> [EXTRACT TO READ]:
Becky shares this post about another bloggers struggle with suicidal ideation, she also shares some resources on suicide, please reshare it, and if your struggling, you are not alone! We’re all here and we all here on wordpress we care! You can always email me if you ever want to talk, I’ve been there too! My email is below!

irishandblind1980@gmail.com

 

Hugs

via Please Share: Suicide Awareness on Blogging Sites

Here come the bad thoughts

Thoughts of death are creeping in. Man I hate this!
I hate having such bad thoughts. Dark thought too at that.
I want to go to sleep! But sleep isn’t coming!
I am so not in the mood for a tough night!
I can use some support if anyones around.
I feel really agitated and on edg! Ug!

Parts are triggered

feeling kinda suicidal right now. trying, trying hard to not go there. but the past is being triggered, i am feeling desperate, I feel so alone, right now. So so alone. I just want an end to this triggering, I feel young parts gathering around, being sucked into the past, feeling so triggered, so emotional, they are so vulnerable, they are crying, crying so hard right now.

> [THE DATA]:
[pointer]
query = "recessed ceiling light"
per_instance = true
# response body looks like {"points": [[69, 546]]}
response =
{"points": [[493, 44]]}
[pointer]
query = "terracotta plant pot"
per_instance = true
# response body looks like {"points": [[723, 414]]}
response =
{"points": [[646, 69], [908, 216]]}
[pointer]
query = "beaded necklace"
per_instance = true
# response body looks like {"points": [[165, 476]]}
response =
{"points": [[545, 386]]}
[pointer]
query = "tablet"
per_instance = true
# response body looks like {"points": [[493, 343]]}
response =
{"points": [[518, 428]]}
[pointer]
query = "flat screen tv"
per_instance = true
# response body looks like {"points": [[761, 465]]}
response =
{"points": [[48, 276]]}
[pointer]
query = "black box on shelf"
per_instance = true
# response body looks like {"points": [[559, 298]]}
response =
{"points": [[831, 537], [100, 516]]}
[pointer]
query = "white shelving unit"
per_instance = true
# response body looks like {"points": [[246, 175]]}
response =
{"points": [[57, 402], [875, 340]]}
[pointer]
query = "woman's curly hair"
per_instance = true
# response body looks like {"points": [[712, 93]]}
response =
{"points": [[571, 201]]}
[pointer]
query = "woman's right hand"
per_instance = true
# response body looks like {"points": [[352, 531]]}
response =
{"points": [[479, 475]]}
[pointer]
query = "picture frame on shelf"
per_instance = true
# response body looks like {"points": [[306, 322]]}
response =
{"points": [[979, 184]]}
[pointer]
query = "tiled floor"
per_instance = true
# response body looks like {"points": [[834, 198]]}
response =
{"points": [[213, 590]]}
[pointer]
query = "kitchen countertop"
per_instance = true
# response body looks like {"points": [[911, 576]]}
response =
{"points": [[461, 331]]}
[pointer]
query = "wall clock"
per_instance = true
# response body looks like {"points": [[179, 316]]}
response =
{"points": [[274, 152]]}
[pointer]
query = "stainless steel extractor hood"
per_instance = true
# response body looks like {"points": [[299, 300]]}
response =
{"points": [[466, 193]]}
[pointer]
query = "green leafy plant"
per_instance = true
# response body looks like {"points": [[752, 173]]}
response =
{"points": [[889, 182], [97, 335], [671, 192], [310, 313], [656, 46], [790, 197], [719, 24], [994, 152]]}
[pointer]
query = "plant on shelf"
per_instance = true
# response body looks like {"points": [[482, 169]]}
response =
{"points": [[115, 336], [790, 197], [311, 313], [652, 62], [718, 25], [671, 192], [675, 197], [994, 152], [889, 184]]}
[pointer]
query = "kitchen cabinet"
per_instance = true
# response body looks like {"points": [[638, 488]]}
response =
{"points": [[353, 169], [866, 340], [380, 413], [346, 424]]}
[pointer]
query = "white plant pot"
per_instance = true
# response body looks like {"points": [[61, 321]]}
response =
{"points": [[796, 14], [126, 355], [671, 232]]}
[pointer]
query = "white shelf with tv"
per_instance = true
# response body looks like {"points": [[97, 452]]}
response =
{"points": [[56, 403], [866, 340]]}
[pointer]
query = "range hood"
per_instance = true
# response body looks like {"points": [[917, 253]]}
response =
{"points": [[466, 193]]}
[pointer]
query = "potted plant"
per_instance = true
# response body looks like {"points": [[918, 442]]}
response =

> [ASSIGNED TASK A]:
In the post, rewrite the part that opens with the words containing "Becky shares this" and closes with "too at that.", switching "hate" to "detest".
> [ASSIGNED TASK B]:
Decide whether each statement agrees with the post, answering yes or no and quoting the deciding words: (i) The post offers an email address for anyone who wants to talk. (ii) The post says sleep is coming easily. (iii) The post says the young parts are crying.

> [REPLY A]:
Becky shares this post about another bloggers struggle with suicidal ideation, she also shares some resources on suicide, please reshare it, and if your struggling, you are not alone! We’re all here and we all here on wordpress we care! You can always email me if you ever want to talk, I’ve been there too! My email is below!

irishandblind1980@gmail.com

 

Hugs

via Please Share: Suicide Awareness on Blogging Sites

Here come the bad thoughts

Thoughts of death are creeping in. Man I detest this!
I detest having such bad thoughts. Dark thought too at that.

> [REPLY B]:
(i) Yes: "You can always email me if you ever want to talk"
(ii) No: "But sleep isn’t coming!"
(iii) Yes: "they are crying, crying so hard right now"